§ Goal: Rewrite only the part of the records that begins with the line containing "desk in this photo." and runs through the end of the records, keeping every line, and offset the point coordinates by adding 24 to each number.

§ Source records:
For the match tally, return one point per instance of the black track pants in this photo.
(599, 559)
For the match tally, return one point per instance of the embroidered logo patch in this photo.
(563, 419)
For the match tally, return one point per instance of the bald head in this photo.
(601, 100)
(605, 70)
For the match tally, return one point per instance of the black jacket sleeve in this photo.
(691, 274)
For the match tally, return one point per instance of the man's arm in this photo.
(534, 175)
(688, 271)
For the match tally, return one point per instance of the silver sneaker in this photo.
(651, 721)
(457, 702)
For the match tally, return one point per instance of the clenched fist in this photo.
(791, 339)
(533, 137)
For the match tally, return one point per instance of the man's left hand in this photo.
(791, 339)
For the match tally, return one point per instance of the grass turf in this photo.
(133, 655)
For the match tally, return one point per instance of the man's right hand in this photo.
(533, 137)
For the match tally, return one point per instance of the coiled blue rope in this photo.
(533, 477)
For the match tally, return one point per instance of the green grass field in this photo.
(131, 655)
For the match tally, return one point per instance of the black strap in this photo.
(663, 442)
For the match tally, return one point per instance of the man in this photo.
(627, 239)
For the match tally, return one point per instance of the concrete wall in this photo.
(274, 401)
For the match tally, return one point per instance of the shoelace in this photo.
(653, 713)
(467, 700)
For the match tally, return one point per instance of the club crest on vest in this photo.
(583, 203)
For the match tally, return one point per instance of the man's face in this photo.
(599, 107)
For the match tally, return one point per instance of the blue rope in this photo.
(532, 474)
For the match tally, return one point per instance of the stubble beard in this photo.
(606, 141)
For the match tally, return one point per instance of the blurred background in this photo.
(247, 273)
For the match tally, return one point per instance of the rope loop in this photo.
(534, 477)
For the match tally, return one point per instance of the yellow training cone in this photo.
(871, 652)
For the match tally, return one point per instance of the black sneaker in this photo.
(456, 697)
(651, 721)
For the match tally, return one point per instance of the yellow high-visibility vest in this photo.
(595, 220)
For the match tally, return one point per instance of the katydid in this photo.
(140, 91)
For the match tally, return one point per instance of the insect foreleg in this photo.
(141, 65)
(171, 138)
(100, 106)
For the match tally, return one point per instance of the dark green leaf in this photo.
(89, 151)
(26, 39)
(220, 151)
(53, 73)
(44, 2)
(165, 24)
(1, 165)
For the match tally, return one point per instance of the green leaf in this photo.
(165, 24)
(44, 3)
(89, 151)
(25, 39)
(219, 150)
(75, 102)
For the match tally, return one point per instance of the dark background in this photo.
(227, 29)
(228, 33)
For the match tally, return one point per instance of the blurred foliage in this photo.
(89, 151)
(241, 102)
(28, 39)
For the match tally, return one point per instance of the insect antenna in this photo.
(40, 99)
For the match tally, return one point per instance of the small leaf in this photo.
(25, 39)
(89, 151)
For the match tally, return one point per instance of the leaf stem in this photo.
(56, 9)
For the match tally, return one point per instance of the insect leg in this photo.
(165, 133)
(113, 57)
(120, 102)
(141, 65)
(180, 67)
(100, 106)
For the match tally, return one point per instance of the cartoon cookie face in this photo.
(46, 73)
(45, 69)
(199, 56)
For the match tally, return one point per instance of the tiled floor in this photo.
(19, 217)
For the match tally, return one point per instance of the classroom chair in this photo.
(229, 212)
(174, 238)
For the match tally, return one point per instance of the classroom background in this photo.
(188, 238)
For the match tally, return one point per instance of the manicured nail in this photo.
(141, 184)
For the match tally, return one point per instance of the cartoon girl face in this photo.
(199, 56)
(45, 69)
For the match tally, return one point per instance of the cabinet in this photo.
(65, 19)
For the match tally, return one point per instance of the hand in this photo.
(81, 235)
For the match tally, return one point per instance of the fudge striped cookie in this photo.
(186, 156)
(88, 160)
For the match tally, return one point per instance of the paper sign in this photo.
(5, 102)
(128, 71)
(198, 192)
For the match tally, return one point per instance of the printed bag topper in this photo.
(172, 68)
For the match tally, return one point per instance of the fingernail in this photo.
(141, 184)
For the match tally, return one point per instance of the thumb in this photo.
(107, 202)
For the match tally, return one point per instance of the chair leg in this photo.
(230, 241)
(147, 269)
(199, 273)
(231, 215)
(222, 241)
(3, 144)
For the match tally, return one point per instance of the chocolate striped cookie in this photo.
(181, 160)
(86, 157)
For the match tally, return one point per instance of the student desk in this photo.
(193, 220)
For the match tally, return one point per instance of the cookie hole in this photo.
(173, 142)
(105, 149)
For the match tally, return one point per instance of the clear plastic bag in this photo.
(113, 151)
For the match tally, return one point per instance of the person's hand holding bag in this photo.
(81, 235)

§ Result of the task:
For the match tally, return one point per instance of the student desk in this photo.
(217, 244)
For the match tally, return one point per instance of the cookie hole in this photo.
(197, 166)
(129, 173)
For the match tally, return one point per instance of the clear plastic bag in this photo.
(137, 175)
For the match tally, return one point per instance of the person's hand holding bag in this photo.
(105, 259)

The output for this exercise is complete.